◆ ENUNCIATO DEL PROBLEMA
Esprimi le righe del materiale che segue come elenco numerato, omettendo le righe vuote. Escludi le immagini dalla risposta.

++++ DATI DEL COMPITO

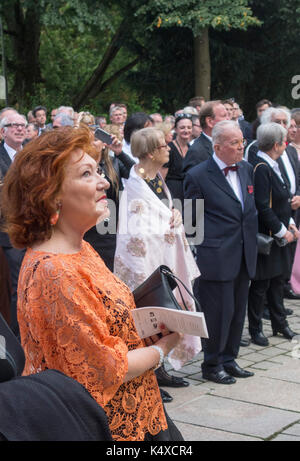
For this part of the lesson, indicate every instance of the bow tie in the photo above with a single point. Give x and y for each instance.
(232, 168)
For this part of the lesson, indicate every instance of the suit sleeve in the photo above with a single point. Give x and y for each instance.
(263, 187)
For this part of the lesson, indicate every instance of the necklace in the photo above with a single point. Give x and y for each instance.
(179, 148)
(155, 183)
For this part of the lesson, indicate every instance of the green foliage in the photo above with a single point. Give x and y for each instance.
(72, 36)
(196, 15)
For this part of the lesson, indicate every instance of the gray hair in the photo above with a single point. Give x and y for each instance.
(191, 110)
(145, 141)
(268, 134)
(269, 114)
(65, 120)
(66, 109)
(220, 128)
(5, 120)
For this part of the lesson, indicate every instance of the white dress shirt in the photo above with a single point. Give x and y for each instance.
(289, 171)
(232, 178)
(11, 152)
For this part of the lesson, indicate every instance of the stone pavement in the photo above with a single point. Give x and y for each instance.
(263, 407)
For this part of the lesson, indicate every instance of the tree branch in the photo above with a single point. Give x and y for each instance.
(98, 73)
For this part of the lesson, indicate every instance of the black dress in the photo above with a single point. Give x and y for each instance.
(103, 237)
(272, 198)
(175, 176)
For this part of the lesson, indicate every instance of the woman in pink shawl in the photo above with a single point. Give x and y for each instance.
(151, 233)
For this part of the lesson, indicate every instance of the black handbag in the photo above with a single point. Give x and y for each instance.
(12, 357)
(264, 243)
(157, 290)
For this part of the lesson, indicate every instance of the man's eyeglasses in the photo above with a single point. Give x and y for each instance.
(15, 125)
(242, 143)
(183, 116)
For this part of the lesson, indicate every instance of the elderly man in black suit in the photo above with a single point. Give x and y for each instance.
(13, 132)
(289, 167)
(211, 113)
(227, 255)
(272, 197)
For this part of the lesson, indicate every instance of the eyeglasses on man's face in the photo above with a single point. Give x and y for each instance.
(179, 116)
(242, 142)
(16, 125)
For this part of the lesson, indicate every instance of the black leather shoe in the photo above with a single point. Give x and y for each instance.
(238, 372)
(290, 294)
(259, 339)
(164, 379)
(220, 377)
(266, 313)
(165, 396)
(245, 342)
(286, 332)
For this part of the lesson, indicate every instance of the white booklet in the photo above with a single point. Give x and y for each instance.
(147, 321)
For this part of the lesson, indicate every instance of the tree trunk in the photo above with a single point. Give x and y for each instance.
(25, 30)
(93, 85)
(202, 65)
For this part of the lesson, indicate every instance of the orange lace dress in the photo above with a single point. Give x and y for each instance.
(74, 316)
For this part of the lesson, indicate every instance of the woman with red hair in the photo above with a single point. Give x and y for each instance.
(74, 314)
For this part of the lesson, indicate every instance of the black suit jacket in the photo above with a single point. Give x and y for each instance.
(200, 150)
(229, 230)
(5, 163)
(293, 158)
(270, 218)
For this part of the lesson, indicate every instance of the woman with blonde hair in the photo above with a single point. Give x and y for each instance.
(151, 234)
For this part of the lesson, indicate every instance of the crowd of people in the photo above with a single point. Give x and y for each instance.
(71, 257)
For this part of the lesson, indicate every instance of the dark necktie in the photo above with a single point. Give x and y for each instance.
(232, 168)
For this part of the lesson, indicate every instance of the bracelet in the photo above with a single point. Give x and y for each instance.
(161, 357)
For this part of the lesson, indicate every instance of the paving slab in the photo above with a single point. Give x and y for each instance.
(264, 390)
(289, 372)
(204, 434)
(286, 438)
(229, 415)
(182, 396)
(293, 430)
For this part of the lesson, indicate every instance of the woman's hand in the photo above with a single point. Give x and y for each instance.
(167, 342)
(145, 358)
(115, 146)
(294, 231)
(176, 219)
(295, 202)
(289, 236)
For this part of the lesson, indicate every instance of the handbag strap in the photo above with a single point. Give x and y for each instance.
(169, 273)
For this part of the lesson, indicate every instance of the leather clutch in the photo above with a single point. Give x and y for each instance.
(264, 244)
(157, 290)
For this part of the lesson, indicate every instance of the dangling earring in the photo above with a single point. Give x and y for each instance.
(54, 218)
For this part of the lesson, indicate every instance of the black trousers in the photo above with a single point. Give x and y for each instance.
(224, 306)
(14, 259)
(272, 290)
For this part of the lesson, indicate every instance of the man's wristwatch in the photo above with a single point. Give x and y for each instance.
(161, 357)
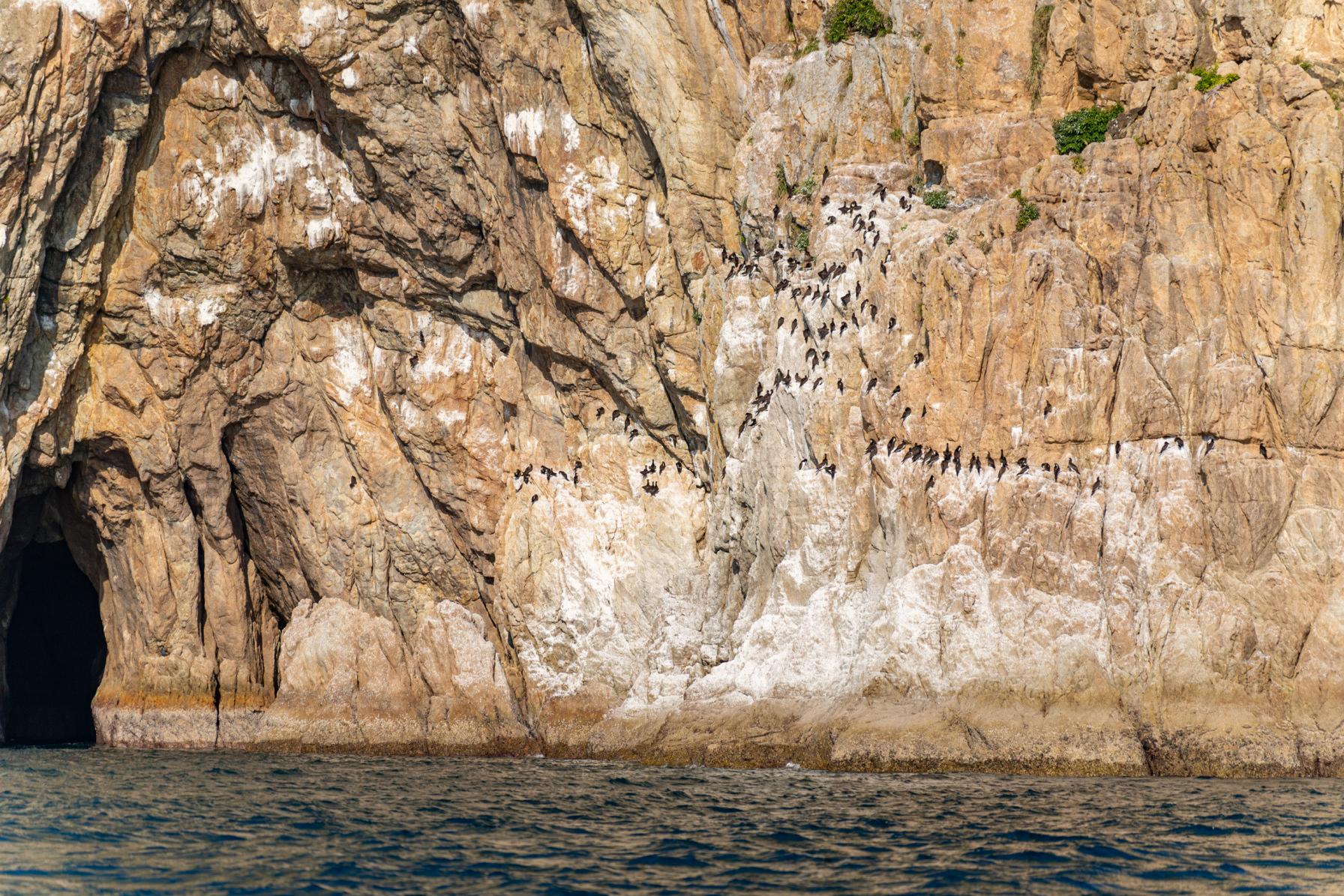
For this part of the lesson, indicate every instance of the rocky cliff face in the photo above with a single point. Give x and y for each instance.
(588, 376)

++++++++

◆ RISPOSTA ALL'ESERCIZIO
1. For this part of the lesson, indicate every instance of the bow tie in the photo above with a single point. Give x and y for each instance.
2. (232, 168)
3. For this part of the lesson, indicate every instance of the suit sleeve in the photo above with a single point. Give x and y for each instance.
4. (263, 187)
5. For this part of the lesson, indicate every instance of the necklace in the photo above with a single point. Give x and y for each instance.
6. (179, 148)
7. (155, 183)
8. For this part of the lesson, indicate every instance of the green foliage in the photo above with a single point. Give x and y for each instance.
9. (72, 36)
10. (196, 15)
11. For this part of the lesson, indicate every instance of the gray hair in the photo above with a single point. Give x and y for each instance.
12. (191, 110)
13. (145, 141)
14. (268, 134)
15. (269, 114)
16. (65, 120)
17. (66, 109)
18. (220, 128)
19. (5, 120)
20. For this part of the lesson, indicate every instance of the white dress shirt in the photo above with a single point. Give x and y for each instance.
21. (289, 171)
22. (232, 178)
23. (11, 152)
24. For this part of the lesson, indicate every instance of the stone pavement in the photo above with a single point. Give x and y for each instance.
25. (263, 407)
26. For this part of the lesson, indicate every instance of the tree branch in the photo above with a single point. Give x and y for each instance.
27. (98, 73)
28. For this part of the lesson, indicate every instance of the black dress in the photo above with a single point. Give x and y for each instance.
29. (103, 237)
30. (272, 198)
31. (175, 176)
32. For this part of the lesson, indicate every instance of the woman in pink shawl in the photo above with a single point. Give x and y for each instance.
33. (151, 233)
34. For this part of the lesson, indicate every instance of the black handbag in the photo above with a single point. Give x and y for each instance.
35. (12, 357)
36. (264, 243)
37. (157, 290)
38. For this part of the lesson, indicate every instance of the man's eyeglasses in the photo above with a single point. Give x and y for each instance.
39. (15, 125)
40. (242, 143)
41. (183, 116)
42. For this part of the lesson, indicate every instance of the elderly man in black suit in the photo above with a single point. Give x and y for each instance.
43. (13, 132)
44. (289, 167)
45. (211, 113)
46. (227, 255)
47. (272, 197)
48. For this part of the lesson, indicate every instance of the eyeglasses on man's face in the photo above with a single point. Give x and y for each instance.
49. (179, 116)
50. (242, 142)
51. (16, 125)
52. For this part of the lesson, indicate every instance of the black leather shoe in the photo above with a single point. Give x and y for each instance.
53. (238, 372)
54. (290, 294)
55. (259, 339)
56. (164, 379)
57. (220, 377)
58. (266, 313)
59. (165, 396)
60. (245, 342)
61. (286, 332)
62. For this part of the lesson, indicate every instance of the white booklet in the photo above with a single point. Give x and y for each instance.
63. (147, 321)
64. For this part of the lesson, indicate every instance of the tree trunk in the photo above with a single point. Give x and y for each instance.
65. (25, 30)
66. (93, 85)
67. (202, 65)
68. For this part of the lesson, indicate every instance of the orange lace dress in the photo above with a single point. Give x and y for each instance.
69. (74, 316)
70. For this part of the lesson, indicate every instance of the woman with red hair in the photo above with a single point. Give x and y for each instance.
71. (74, 314)
72. For this part of the lesson, indicate every instance of the black suit jacket in the photo above with a single point. Give x and y for each instance.
73. (200, 150)
74. (229, 230)
75. (5, 163)
76. (293, 158)
77. (270, 218)
78. For this part of the lesson, indicate every instance of the woman with blonde hair in the photo above with a single point. Give x and y for each instance.
79. (151, 234)
80. For this part of the lesson, indicate every instance of the crowd of people in the photo above with a single point. Give x and y for each instance.
81. (71, 257)
82. For this part of the lesson, indicate every instance of the dark necktie in the photo above with a single point. Give x and y for each instance.
83. (232, 168)
84. For this part of the lesson, indicate every instance of the bracelet in the photo above with a single point. Give x and y for each instance.
85. (161, 357)
86. For this part of the lesson, indicate every instance of the paving slab in the photo above with a single point. Give x and y for each instance.
87. (264, 390)
88. (289, 372)
89. (204, 434)
90. (286, 438)
91. (229, 415)
92. (182, 396)
93. (293, 430)
94. For this part of the lesson, indicate every instance of the woman's hand in the photo above with a single point. Give x and y for each instance.
95. (167, 342)
96. (145, 358)
97. (115, 146)
98. (294, 231)
99. (176, 219)
100. (295, 202)
101. (289, 236)
102. For this part of the lesson, indicate every instance of the handbag strap in the photo above with a single point. Give x and y for each instance.
103. (169, 273)
104. For this part of the lesson, indicate every instance of the leather clutch in the photo above with a single point. Give x and y for each instance.
105. (264, 244)
106. (157, 290)
107. For this part of the lesson, indicate every instance of the dangling earring in the photo above with a single point. Give x and y for each instance.
108. (54, 218)
109. For this part of the lesson, indicate every instance of the black trousers in the photo above with a single point. Give x and y for each instance.
110. (224, 306)
111. (14, 259)
112. (272, 290)
113. For this part of the lesson, indicate every instance of the man's wristwatch in the photo above with a single point. Give x and y for each instance.
114. (161, 357)
115. For this part of the lesson, indicate every instance of the rocky cliff face in the photo above with a single point. Give x and y for each instance.
116. (588, 376)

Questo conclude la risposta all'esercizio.